EXERCISE AIM: The lines to find are those in the entries that hold the word "ceiling"; copy every one of them.

RECORDED INFORMATION:
■ ■ ■
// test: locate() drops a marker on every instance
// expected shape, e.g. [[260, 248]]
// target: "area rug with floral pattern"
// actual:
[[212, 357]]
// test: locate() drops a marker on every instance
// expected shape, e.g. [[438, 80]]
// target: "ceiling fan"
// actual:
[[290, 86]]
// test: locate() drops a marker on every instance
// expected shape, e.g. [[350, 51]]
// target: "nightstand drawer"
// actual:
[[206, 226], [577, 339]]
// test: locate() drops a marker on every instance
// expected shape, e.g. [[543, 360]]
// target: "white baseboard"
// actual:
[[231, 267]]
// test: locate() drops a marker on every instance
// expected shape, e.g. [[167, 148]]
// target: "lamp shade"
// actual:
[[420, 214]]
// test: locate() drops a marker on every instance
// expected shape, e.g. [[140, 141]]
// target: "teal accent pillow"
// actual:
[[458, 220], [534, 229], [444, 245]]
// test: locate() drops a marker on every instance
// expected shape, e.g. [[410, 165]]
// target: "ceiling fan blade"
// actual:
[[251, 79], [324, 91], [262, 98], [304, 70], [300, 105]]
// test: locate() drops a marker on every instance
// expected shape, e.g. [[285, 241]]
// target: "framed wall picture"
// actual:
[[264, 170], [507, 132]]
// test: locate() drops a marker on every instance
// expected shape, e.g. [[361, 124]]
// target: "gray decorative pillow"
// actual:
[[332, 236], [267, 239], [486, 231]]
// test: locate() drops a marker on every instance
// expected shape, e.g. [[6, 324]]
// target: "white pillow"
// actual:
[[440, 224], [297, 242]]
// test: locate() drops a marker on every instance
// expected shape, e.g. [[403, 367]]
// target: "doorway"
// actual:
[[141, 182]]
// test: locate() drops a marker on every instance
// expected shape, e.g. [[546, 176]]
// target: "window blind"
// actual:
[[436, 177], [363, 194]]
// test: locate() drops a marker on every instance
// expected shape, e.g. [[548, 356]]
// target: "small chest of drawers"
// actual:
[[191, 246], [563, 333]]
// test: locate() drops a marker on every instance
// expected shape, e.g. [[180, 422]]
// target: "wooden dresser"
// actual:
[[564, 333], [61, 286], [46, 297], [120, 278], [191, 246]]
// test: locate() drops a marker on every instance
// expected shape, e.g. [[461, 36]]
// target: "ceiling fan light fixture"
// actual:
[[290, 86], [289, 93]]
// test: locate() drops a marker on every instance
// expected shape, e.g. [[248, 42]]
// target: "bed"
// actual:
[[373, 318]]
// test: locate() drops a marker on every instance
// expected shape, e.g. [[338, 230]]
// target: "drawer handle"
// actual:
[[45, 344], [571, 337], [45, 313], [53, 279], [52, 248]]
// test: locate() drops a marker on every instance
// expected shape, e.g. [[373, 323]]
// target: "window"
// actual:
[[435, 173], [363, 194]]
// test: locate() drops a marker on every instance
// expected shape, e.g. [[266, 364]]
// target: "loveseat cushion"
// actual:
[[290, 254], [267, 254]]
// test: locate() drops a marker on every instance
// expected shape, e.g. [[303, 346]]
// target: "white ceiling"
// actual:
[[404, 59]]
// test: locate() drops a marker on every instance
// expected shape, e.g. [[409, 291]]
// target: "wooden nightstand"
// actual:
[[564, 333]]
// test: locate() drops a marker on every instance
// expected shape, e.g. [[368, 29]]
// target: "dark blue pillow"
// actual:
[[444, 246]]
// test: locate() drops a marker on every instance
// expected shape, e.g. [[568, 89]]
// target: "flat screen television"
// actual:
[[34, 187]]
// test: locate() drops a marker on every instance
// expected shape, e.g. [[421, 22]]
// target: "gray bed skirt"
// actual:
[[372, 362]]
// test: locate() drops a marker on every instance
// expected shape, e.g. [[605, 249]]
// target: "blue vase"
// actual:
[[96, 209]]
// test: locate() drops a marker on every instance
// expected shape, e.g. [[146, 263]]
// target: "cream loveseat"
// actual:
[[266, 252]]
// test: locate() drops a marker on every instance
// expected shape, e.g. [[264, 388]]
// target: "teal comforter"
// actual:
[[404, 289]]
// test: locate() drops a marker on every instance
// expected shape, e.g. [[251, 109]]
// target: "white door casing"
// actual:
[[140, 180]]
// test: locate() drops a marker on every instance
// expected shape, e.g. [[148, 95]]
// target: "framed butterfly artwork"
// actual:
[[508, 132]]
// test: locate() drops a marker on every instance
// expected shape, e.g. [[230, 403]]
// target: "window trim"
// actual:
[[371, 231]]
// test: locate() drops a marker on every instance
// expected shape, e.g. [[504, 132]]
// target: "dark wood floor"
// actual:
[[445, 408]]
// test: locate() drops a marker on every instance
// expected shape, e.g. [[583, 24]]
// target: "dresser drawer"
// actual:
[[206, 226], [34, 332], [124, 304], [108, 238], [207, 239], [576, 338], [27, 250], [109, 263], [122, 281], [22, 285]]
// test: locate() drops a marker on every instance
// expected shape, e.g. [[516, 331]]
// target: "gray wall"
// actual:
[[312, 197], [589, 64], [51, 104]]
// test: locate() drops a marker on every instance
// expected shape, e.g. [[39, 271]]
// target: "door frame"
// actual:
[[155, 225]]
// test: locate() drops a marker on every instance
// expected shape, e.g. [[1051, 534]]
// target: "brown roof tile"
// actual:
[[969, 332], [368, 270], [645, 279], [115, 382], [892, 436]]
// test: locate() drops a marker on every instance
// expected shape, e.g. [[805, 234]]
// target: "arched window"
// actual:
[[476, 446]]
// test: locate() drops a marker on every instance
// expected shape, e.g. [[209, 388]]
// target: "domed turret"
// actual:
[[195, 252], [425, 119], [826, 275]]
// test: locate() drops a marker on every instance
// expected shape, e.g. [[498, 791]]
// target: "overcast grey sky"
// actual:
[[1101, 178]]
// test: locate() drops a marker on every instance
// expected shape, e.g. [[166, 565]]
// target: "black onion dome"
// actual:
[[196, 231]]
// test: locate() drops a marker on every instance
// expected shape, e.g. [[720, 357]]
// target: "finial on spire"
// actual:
■ ■ ■
SOLUTION:
// target: "ceiling fan"
// target: "ceiling fan blade"
// target: "ceiling fan light fixture"
// target: "white ceiling"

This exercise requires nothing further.